▶ Records shown:
⁂

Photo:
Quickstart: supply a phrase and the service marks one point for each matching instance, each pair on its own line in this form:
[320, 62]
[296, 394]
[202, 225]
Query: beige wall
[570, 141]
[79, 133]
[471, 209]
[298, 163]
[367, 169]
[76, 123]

⁂

▶ The exercise:
Please write down every item above again, line for line, without changing anything.

▶ Solution:
Photo:
Quickstart: supply a phrase and the service marks one point for each matching instance, each pair on its own line in this form:
[320, 62]
[296, 394]
[202, 225]
Query: beige wall
[570, 141]
[79, 133]
[471, 209]
[298, 163]
[367, 169]
[76, 123]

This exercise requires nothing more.